§ Passage to read:
━━━━━━━━

Application: Simple polygons

A simple polygon is a polygon whose non-adjacent sides do not intersect. In this section, we want to define data types to manipulate simple polygons and to calculate their perimeter and area. Along the way, we will introduce a type for points in the plane and see how to define lists of structures.

Point type

To start, we see that a polygon is given by the positions of its points in the plane. Therefore, we need some way to represent points. Since a point has two coordinates, we can represent them with a structure with two fields of real type, one for the X coordinate and one for the Y coordinate:

@dataclass
class Point:
    x
    y

Now we could define useful functions to handle points in the plane, such as obtaining their modulus or argument, or applying a translation or scaling... Think about how to do them! As an example, here is a function that, given two points, returns their distance:

def distance(p, q):
    """Returns the Euclidean distance between two points."""

    return math.sqrt((p.x - q.x) ** 2 + (p.y - q.y) ** 2)

━━━━━━━━

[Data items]

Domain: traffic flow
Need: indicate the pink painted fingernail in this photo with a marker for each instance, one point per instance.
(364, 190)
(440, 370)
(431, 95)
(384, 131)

━━━━━━━━

§ What this exercise asks:
**A)** Return everything from "Application: Simple polygons" down to "lists of structures." in the simple polygons text, word for word.
**B)** Please say whether each statement agrees with the simple polygons text, answering yes or no and quoting the deciding words: (i) The non-adjacent sides of a simple polygon do not intersect. (ii) The structure for a point has three fields. (iii) The distance function returns the Euclidean distance between two points.
**C)** Rewrite the paragraph of the simple polygons text that begins "To start, we see" as a shorter version that keeps its main facts.

§ Task-by-task answers:
**A)**
Application: Simple polygons

A simple polygon is a polygon whose non-adjacent sides do not intersect. In this section, we want to define data types to manipulate simple polygons and to calculate their perimeter and area. Along the way, we will introduce a type for points in the plane and see how to define lists of structures.

**B)**
(i) Yes: "A simple polygon is a polygon whose non-adjacent sides do not intersect."
(ii) No: "a structure with two fields of real type, one for the X coordinate and one for the Y coordinate"
(iii) Yes: "Returns the Euclidean distance between two points."

**C)** A polygon is given by the positions of its points in the plane, so points need a representation. Because a point has two coordinates, it can be a structure with two real-type fields, one for X and one for Y.